/---

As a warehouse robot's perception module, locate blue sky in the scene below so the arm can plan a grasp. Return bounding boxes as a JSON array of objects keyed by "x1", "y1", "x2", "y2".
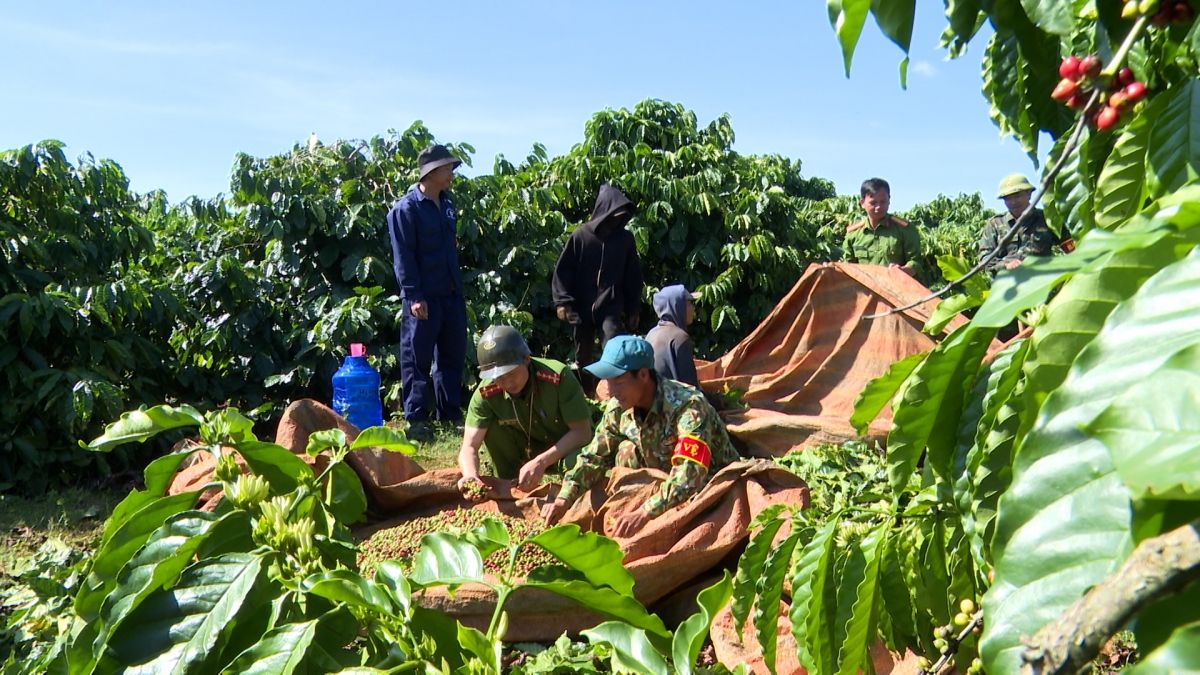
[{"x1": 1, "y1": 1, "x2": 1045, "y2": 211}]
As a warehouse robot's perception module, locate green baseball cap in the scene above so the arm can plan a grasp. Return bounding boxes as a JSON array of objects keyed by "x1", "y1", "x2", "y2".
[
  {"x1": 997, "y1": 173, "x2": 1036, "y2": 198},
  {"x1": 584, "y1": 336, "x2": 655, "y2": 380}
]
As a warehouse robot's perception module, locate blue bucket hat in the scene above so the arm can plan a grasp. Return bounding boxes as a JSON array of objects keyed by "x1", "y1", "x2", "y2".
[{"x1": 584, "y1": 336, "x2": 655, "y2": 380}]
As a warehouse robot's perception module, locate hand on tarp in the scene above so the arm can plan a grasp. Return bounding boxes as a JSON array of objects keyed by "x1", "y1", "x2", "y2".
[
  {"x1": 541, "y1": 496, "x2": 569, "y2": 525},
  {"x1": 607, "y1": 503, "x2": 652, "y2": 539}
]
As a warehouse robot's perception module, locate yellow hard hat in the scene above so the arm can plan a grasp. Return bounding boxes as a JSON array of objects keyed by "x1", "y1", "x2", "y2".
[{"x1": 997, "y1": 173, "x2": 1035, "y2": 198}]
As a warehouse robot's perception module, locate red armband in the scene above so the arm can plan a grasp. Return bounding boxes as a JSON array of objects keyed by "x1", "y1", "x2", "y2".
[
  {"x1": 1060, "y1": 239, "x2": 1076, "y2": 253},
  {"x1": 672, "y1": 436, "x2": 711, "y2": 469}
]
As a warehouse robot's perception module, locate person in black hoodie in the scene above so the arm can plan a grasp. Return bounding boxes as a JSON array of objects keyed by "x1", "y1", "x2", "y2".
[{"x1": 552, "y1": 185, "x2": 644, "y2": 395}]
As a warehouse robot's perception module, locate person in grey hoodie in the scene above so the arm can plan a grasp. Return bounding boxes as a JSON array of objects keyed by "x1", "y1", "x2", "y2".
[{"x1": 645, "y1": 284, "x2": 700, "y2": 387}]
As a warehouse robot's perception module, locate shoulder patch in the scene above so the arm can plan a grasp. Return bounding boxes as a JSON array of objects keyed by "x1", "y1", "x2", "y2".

\---

Write the lines out again exactly, from the one containing "As a warehouse robot's perception module, locate yellow" through the last line of the records, and include no other lines.

*RESULT BELOW*
As a warehouse robot's perception module, locate yellow hard hat in the scene above so the arm can plan a grasp. Return bounding boxes as a JSON array of objects keyed by "x1", "y1", "x2", "y2".
[{"x1": 997, "y1": 173, "x2": 1035, "y2": 198}]
As a warehouse robot's perception module, locate red armband in the scene above so the arm can plan a grasp. Return bounding boxes as a JSON array of objects keyed by "x1", "y1", "x2", "y2".
[
  {"x1": 1060, "y1": 239, "x2": 1076, "y2": 253},
  {"x1": 672, "y1": 436, "x2": 711, "y2": 469}
]
As a warehouse robot's perception module, locate person in black hoodie in the scene above so the arm can plan a grasp. Return bounding boxes as a JSON array of objects keyed by "x1", "y1", "x2", "y2".
[{"x1": 552, "y1": 185, "x2": 644, "y2": 395}]
As a warehouse robot's perception module, locate person in grey hoodie in the scene above so the arm can plan a grasp. Return bounding boxes as a JSON array of objects keyed by "x1", "y1", "x2", "y2".
[{"x1": 645, "y1": 284, "x2": 700, "y2": 387}]
As a warehouse robot's perception module, locate shoulder patch in the scene above so the arm can plan a grasp. Return bounding boxes as a JSON array of objects keyed by "x1", "y1", "x2", "y2".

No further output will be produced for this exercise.